**ACTIONS TO TAKE**.
(1) Print the section of the Sig P320 trigger thread from "I have had the" to "else experienced this?".
(2) Write what comes next in the forum thread about trigger sting on the Sig P320, starting from where it stops.

**SOURCE PASSAGE**.
☆ ☆ ☆ ☆ ☆

# Sig p320 trigger question?



## shift1 (Dec 31, 2013)

I have had the 320 now for about 300 rounds and I'm noticing my trigger finger on the finger pad is getting a pinch or a zap when the gun fire's. I have had 2 other people shoot it and experience the same thing. It is very uncomfortable to say the least. I have tried putting less of my finger on the trigger,it helps some but still not pleasant. Has anyone else experienced this?


----------



## shift1 (Dec 31, 2013)

Thinking about a flat faced apex drop in?


----------



## boatdoc173 (Mar 15, 2014)

mine works great no issues.

call Sig sauer


----------



## pblanc (Mar 3, 2015)

Some people noted trigger sting with the original P320 trigger. Do you know if you pistol has the adverse trigger or not?


----------



## shift1 (Dec 31, 2013)

I don't know a thing about it having a adverse trigger? I unfortunately I don't have that info? I called apex today and ordered their drop in flat faced trigger. Actually had to get it from midway. Apex said many 320 owners have replaced the factory trigger for this reason. Trigger sting. So I'm hoping this puts the end to it.


----------



## shift1 (Dec 31, 2013)

I did read on the sigtalk forum people saying the adverse triggers were put in many 320's produced through mid 2015? Also a # 2 stamped on the trigger somewhere? My gun was made in March of 2015 and I can't find a # stamped on it. I will have the apex trigger this week along with a set of talon grips. I also have a medium frame in FDE that I will sell at a discount $$


----------



## pblanc (Mar 3, 2015)

Take a look at this thread. The second post has a good picture of the adverse trigger:

Does anyone know if Sig is making an updated trigger for the P320? - Topic

The major differences are the "mud flap" that extends from the forward trigger base and the solid metal area at the toe of the trigger. If that is what you have and you are experiencing trigger sting, your best bet is trying the Apex trigger.


----------



## shift1 (Dec 31, 2013)

That seems to be the trigger on my gun and the apex is on the way. All posts on you tube in regards to the apex drop in trigger are very positive!


----------



## pblanc (Mar 3, 2015)

☆ ☆ ☆ ☆ ☆

**DATA ROWS**.
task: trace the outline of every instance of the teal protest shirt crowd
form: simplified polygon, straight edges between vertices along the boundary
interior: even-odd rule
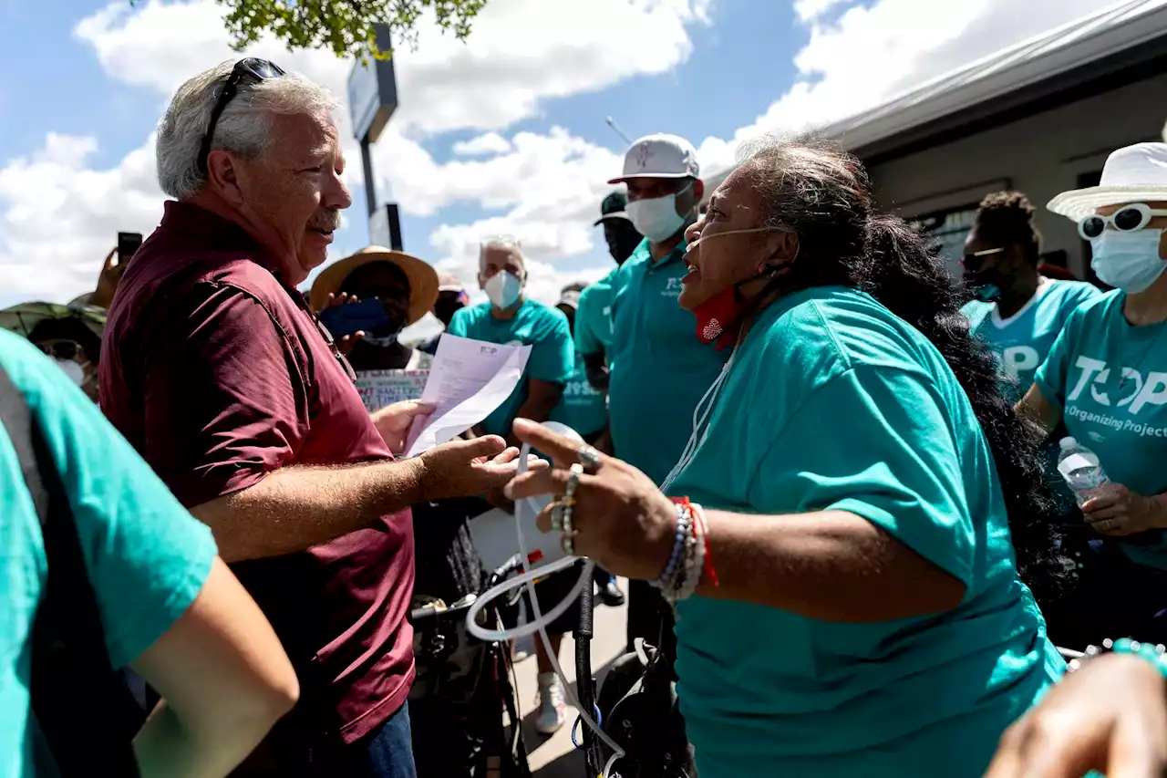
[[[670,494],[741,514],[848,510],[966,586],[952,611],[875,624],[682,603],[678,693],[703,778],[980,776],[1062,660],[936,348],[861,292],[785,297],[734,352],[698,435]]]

☆ ☆ ☆ ☆ ☆

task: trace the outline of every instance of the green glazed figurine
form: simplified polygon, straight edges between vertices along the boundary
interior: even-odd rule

☆ ☆ ☆ ☆ ☆

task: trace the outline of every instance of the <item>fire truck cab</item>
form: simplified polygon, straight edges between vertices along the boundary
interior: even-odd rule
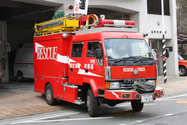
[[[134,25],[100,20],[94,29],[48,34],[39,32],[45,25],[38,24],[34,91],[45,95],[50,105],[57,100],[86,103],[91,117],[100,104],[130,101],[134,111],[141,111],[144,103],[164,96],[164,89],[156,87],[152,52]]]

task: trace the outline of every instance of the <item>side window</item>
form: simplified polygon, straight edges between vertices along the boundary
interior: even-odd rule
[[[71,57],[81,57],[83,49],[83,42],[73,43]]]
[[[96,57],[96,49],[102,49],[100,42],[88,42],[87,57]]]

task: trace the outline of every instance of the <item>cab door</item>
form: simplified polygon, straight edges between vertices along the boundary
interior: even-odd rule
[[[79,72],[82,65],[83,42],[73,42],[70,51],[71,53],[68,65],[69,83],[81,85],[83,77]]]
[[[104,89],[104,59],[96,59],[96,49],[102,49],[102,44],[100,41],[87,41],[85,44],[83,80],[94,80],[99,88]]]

☆ ☆ ☆ ☆ ☆

**TASK-BY-TASK RESULTS**.
(1)
I have had the 320 now for about 300 rounds and I'm noticing my trigger finger on the finger pad is getting a pinch or a zap when the gun fire's. I have had 2 other people shoot it and experience the same thing. It is very uncomfortable to say the least. I have tried putting less of my finger on the trigger,it helps some but still not pleasant. Has anyone else experienced this?

(2)
Some people like the relatively flat Apex trigger a lot. There are some who installed it and went back to the stock trigger. But if it cures the trigger sting issue for you I'm sure it will be worthwhile.


----------



## shift1 (Dec 31, 2013)

I hear that! All I can do is try and I will give my feedback asap!


----------



## shift1 (Dec 31, 2013)

My 320 is apart and it is a adverse trigger with a 2 stamped on the back. I'm having trouble getting the trigger spring back in place and all those you tube videos make it look so easy! I say bull shit! That spring is S.O.B. I will have to get my glock whisperer to help me with it because I have given up for now!


----------



## NasHouston (Oct 15, 2015)

I have a flat apex on my M&P, I like it.

Can't say I'm having this problem with my p320 9c.


----------



## shift1 (Dec 31, 2013)

We tried several times last night to install apex in my 320 and it will not work? I may take it to another shop today and see what they think? Midway is where I bought the trigger and they said it may be defective? I don't really see how,it looks fine and the internal side looks fime? We put the stock trigger back in and it works fine.This also now may warrant the call to sig warranty service and see what they say?


----------



## shift1 (Dec 31, 2013)

No reply at Sig NH. It makes no difference to me anyhow ,I struck a good deal on trading the 320 for a glock 17 so I did and don't regret it at all. I shoot the glock much better than the sig and no trigger sting! I will stick with my P220's though !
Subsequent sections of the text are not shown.